SINGAPORE (Reuters) – Global bank stock and bond prices attempted to steady on Tuesday as regulators sought to convince investors that the hit embattled Swiss lender Credit Suisse bond holders are taking is an isolated event.

The turmoil in banks follows Credit Suisse’s rushed rescue merger deal on the weekend with UBS, during which Swiss regulators decided holders of 16 billion Swiss francs ($17 billion) of Credit Suisse’s Additional Tier 1 (AT1) debt will get nothing.

As investors rushed to reprice the riskiness of bank debt after the Credit Suisse news highlighted the risks of investing in these securities, European bond prices and stocks fell.

As European markets opened on Tuesday, HSBC Holding’s 6% AT1 bond seemed to recover slightly to 93 cents a dollar, after losing more than 5 points in the previous session.

European bank shares index fell more than 6% on Monday, before rebounding a bit.

The selling extended to Asian banks, with Singapore bank UOB Group’s 3.875% bond down 2 points at 95 cents to the dollar, and Thai bank Kasikornbank’s 4% also down 4 points to 80 cents to a dollar.

A senior fixed income trader for an asset manager in Asia said price swings were big and investors were struggling with executing trades.
##############################
Parts of the exercise
1. In the Credit Suisse report, why did European bond prices and stocks fall?
2. Rewrite the stretch of the Credit Suisse report from "As European markets" through "rebounding a bit.", using "recovering" in place of "rebounding".
##############################
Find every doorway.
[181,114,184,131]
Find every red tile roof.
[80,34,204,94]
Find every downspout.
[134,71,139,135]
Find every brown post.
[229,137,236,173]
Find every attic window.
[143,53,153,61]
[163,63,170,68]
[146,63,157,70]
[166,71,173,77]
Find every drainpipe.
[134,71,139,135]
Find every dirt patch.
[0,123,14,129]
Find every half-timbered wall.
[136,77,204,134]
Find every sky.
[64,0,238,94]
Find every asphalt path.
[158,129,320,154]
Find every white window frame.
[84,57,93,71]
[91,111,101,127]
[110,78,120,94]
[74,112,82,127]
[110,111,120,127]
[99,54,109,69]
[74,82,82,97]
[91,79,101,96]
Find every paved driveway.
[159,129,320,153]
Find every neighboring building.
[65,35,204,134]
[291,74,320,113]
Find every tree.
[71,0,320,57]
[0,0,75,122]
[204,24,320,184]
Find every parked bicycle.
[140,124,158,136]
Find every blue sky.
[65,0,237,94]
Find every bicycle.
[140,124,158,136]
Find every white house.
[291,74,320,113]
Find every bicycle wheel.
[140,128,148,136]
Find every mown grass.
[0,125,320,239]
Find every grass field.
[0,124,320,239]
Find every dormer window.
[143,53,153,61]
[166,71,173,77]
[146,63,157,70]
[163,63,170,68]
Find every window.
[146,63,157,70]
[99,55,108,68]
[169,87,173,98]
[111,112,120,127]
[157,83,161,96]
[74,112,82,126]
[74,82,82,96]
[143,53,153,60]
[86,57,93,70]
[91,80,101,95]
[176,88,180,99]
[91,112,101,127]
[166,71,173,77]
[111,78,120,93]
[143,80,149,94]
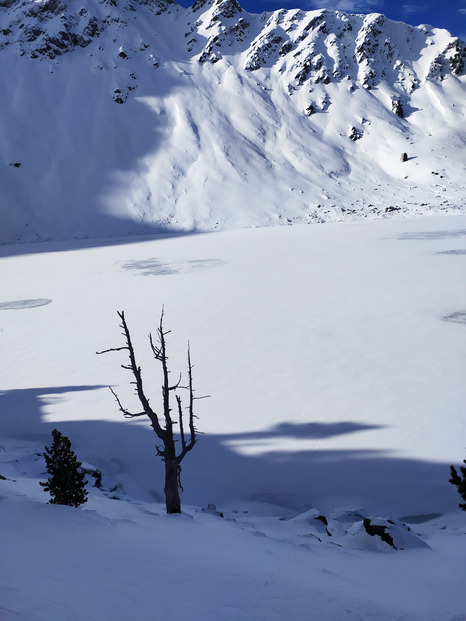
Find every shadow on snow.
[0,386,457,518]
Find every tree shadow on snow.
[0,386,457,518]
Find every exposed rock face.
[0,0,466,240]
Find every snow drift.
[0,0,466,242]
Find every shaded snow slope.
[0,0,466,242]
[0,215,466,621]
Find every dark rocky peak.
[0,0,177,59]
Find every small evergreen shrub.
[40,429,87,507]
[448,459,466,511]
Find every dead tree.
[97,309,203,513]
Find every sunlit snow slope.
##############################
Responses per task
1. They fell because investors hurried to reprice the riskiness of bank debt. The Credit Suisse news had highlighted the risks of investing in these securities.

2.
As European markets opened on Tuesday, HSBC Holding’s 6% AT1 bond seemed to recover slightly to 93 cents a dollar, after losing more than 5 points in the previous session.

European bank shares index fell more than 6% on Monday, before recovering a bit.